## EXERCICE ÉCRIT A
Reproduisez fidèlement le passage de l'extrait sur l'évaluation des formations qui commence à « Pour les personnes » et se termine à « de temps disponible. ».
## EXERCICE ÉCRIT B
Répondez brièvement aux questions suivantes à partir de l'extrait sur l'évaluation des formations.
(i) Quelle part des apprenant·es juge la formation suivie « utile » ?
(ii) Dans quel délai après la formation 34 % des apprenants ont-ils lancé un projet environnemental ?
(iii) Quel est l'élément facilitant le plus important pour les personnes passées à l'action ?
## EXERCICE ÉCRIT C
D'après l'extrait sur l'évaluation des formations, pourquoi les salariés moteurs et les responsables RSE mettent-ils en avant l'intérêt « business » des actions de mobilisation ? Répondez en une à trois phrases.

··· EXTRAIT SOURCE

L’indicateur « utilité » comprend la mobilisation, une fois revenu en poste, des savoir-faire et savoir-être, méthodes, et outils expérimentés durant la formation.
1er chiffre clé : 80% des apprenant.es jugent la formation suivie « utile », dans le sens où elle « sert », en utilisant ses contenus. C’est un résultat prometteur.
Fait marquant de l’analyse d’utilité, le fait que 70% des personnes interrogées saluent l’amélioration de leur connaissance et expertise, et 59% sur la maîtrise des outils et des méthodes diffusés dans nos formations ; ce qui a eu pour effet de renforcer leur capacité d’agir.
Les compétences interpersonnelles ou soft skills ne sont pas en reste, puisque 29% des répondant.es ont pu éprouver leur progrès pour communiquer et influer en interne.
Analyse des résultats du critère « passage à l’action »
2ème chiffre clé : 34% de nos apprenants ont lancé un projet environnemental dans les 3 mois suivant la formation.
C’est également un chiffre encourageant quand on mesure les délais – voire dans certains cas l’inertie – inhérents à toute modification de processus en entreprise.
A contrario, pour les 66% de personnes n’ayant pas encore mis en place un projet, on distingue un bloc de 45 % pour qui l’empêchement est temporaire, quand pour 21% il est vécu comme permanent.
Pour les personnes qui déclarent être passées à l’action, les éléments facilitants les plus récurrents sont les suivants (du plus important au moins important) :
- Compétences acquises pendant la formation faisant partie des attendus du poste occupé
- Collègues et / ou hiérarchie favorable
- Outils donnés durant la formation.
En miroir, les éléments les plus récurrents pour expliquer l’empêchement de passage à l’action sont les suivants (du plus important au moins important) :
- Limites liées au responsabilités occupées ou au cadre des missions
- Collègues et / ou hiérarchie non favorable
- Manque de temps disponible.
À propos des freins, selon une étude sociologique sur la mobilisation écologique des salariés (projet #ECOTAF), « L’appui des dirigeants de l’entreprise est un facteur de succès et d’impact des dispositifs, mais il reste très dépendant à leur sensibilité personnelle à l’écologie. Pour contourner cet obstacle, les salariés moteurs et les responsables RSE insistent dans leur discours sur l’intérêt « business » des actions de mobilisation (ex : image de l’entreprise, avantage sur un marché porteur...). »
Une analyse qui résonne avec une récente table ronde réunissant dans les bureaux de Carbone 4 un panel d’acteur·ices des directions RH et RSE de grandes entreprises, où plusieurs ont souligné parmi les freins à la diffusion des formations (et par répercussion au passage à l’action) l’effet repoussoir de certaines terminologies du « langage RSE » constaté auprès de certains publics.

······
··· DONNÉES ENREGISTRÉES

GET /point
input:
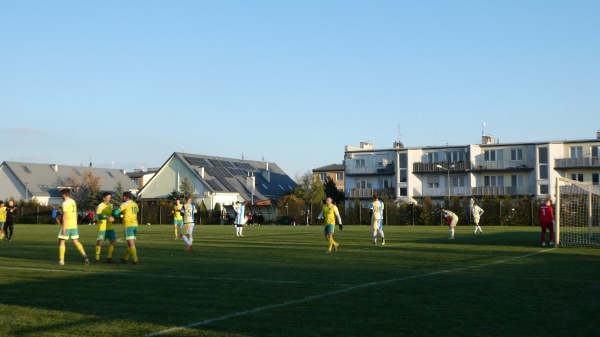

······

## CORRIGÉ A
Pour les personnes qui déclarent être passées à l’action, les éléments facilitants les plus récurrents sont les suivants (du plus important au moins important) :
- Compétences acquises pendant la formation faisant partie des attendus du poste occupé
- Collègues et / ou hiérarchie favorable
- Outils donnés durant la formation.
En miroir, les éléments les plus récurrents pour expliquer l’empêchement de passage à l’action sont les suivants (du plus important au moins important) :
- Limites liées au responsabilités occupées ou au cadre des missions
- Collègues et / ou hiérarchie non favorable
- Manque de temps disponible.

## CORRIGÉ B
(i) 80 % des apprenant·es.
(ii) Dans les 3 mois suivant la formation.
(iii) Les compétences acquises pendant la formation faisant partie des attendus du poste occupé.

## CORRIGÉ C
Ils cherchent à contourner un obstacle : l'appui des dirigeants, facteur de succès et d'impact des dispositifs, reste très dépendant de la sensibilité personnelle de ces dirigeants à l'écologie. Ils insistent donc sur des arguments comme l'image de l'entreprise ou un avantage sur un marché porteur.